Un autre de point de contention est la différence de ce régime par rapport au reste du monde du travail. Dans le monde des auteur.rices de l’audiovisuel, on envie la Writers Guild of America (Guilde américaine des écrivains). Syndicat indépendant, il représente les scénaristes de l’industrie audiovisuelle et contrôle leurs conditions de travail. La guilde agit également comme interlocutrice entre scénariste et producteur. Les rémunérations sont versées au syndicat qui les transfert sous forme de salaire aux auteurs. Les salaires couvrent le travail créatif, l’exploitation des œuvres. La guilde possède une place importante dans le cycle de création américain et d’un pouvoir de négociation avec les producteurs, diffuseurs. Leur statut d’indépendant et leurs objectifs, centrés autour des intérêts des scénaristes, leur permet de garder une ligne directrice mais surtout les intérêts collectifs! Ce positionnement paye. A ce jour, la Writers Guild of America comporte plus de 10 000 membres ! Ce schéma est si loin de celui de la France, où les autres acteurs profitent des fruits de l’artiste. Un arrière-goût d’antan me laissant perplexe.
Faisons un bond dans le temps. On est au XVIIIème siècle, l’imprimerie est à ses débuts dans la typographie. Cette nouvelle technologie offre une opportunité nouvelle aux auteurs : augmenter le nombre de tirages de leurs ouvrages et donc leurs propagations. La popularité des auteurs en bénéficie également. Seulement, le prix du livre est fixé pour rémunérer le travail des imprimeurs, les bénéfices des ventes leur reviennent. L’auteur gagne ainsi peu ou pas d’argent. Leur seul gain est l’honneur, la reconnaissance de leur nom. Il semblerait que nous avons gardé les traces de ce fonctionnement. La visibilité comme paiement est encore aujourd’hui une façon de faire très courante, en particulier pour les jeunes artistes-auteurs. Et lorsqu’il y’a rémunération (ce qui devrait être logique), elle est déséquilibrée. Ce déséquilibre et ces rapports de force inégaux ont une énorme influence sur les relations des auteurs.
D’après une étude de la SCAM et la SGDL, 60% des auteurs seraient insatisfait de leur relation avec tout ou une partie de leurs éditeurs. C’est un chiffre énorme ! Cette insatisfaction vient notamment du manque de marge de manœuvre et désavantage lors des négociations des contrats. Selon le rapport, certains éditeurs appliquent des taux de droits d’auteur de 2,25% du prix de vente des ouvrages en France, et 1,69% pour les ventes à l’étranger. Le taux des droits d’auteur pour le secteur du livre est en moyenne autour de 8%.

# CONSIGNE ÉCRITE A
Indiquez si chacune des affirmations suivantes concorde avec le texte sur la rémunération des auteurs, en répondant par oui ou par non et en citant les mots décisifs du texte : (i) la Writers Guild of America compte plus de 10 000 membres ; (ii) au XVIIIe siècle, les bénéfices des ventes de livres revenaient aux auteurs ; (iii) le taux moyen des droits d'auteur dans le secteur du livre avoisine 8 %.
# CONSIGNE ÉCRITE B
Rédigez la suite du texte sur la rémunération des auteurs, en reprenant après sa dernière phrase.

# DONNÉES FOURNIES
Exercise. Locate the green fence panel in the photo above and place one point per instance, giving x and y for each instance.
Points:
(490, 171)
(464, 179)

# RÉPONSE RÉDIGÉE A
(i) Oui : « A ce jour, la Writers Guild of America comporte plus de 10 000 membres ! »
(ii) Non : « le prix du livre est fixé pour rémunérer le travail des imprimeurs, les bénéfices des ventes leur reviennent. L’auteur gagne ainsi peu ou pas d’argent. »
(iii) Oui : « Le taux des droits d’auteur pour le secteur du livre est en moyenne autour de 8%. »

# RÉPONSE RÉDIGÉE B
Donnons un exemple concret. Admettons que je publie un livre à 20€. Si les droits d’auteur sont fixés à 8%, je toucherais 1,40€ sur chaque ouvrage vendu. Sachant que le tirage moyen en 2018 était de 4732 exemplaires, je percevrais en tout 7571€ de droits d’auteur sur la vente de livres imprimés.
Recommandations - luttes à mener !
L’éditeur touche environ 21% des parts, ce qui équivaudrait, pour le même nombre d’exemplaires vendus, à 19874€. Le distributeur, qui touche 12% des parts, recevrait 11356€ et le point de vente, qui touche 36% des parts, 34070€. Rajoutez à cela la TVA à 5,5%, soit plus que ce que perçoit l’auteur ! Comment se fait-il que la personne à l’origine même de l’œuvre, soit celle qui touche le moins de toutes celles qui participent au cycle de vie d’un livre?
Dans certains contrats, il est même stipulé que les droits d’auteur perçus par les éditeurs doivent atteindre une certaine somme, sans quoi ils ne seront pas versés à l’auteur, sauf s’il les demande. Tout cela sans aucune justification. Par ailleurs, après 5 ans d’exploitation, l’auteur doit démarcher lui-même l’éditeur afin de recevoir les droits d’auteur ! L’éditeur n’est plus obligé de les envoyer. D’autres clauses contractuelles en faveur de l’éditeur existent, comme l’immobilisation de l’œuvre pendant 6 mois à compter de sa remise, ou encore l’interdiction de reproduction sur « tous supports, tangibles ou non, actuels ou futurs, connus ou inconnus à ce jour ». Cette accumulation de contraintes contractuelles pour les auteur.rices est présente dans plusieurs domaines artistiques.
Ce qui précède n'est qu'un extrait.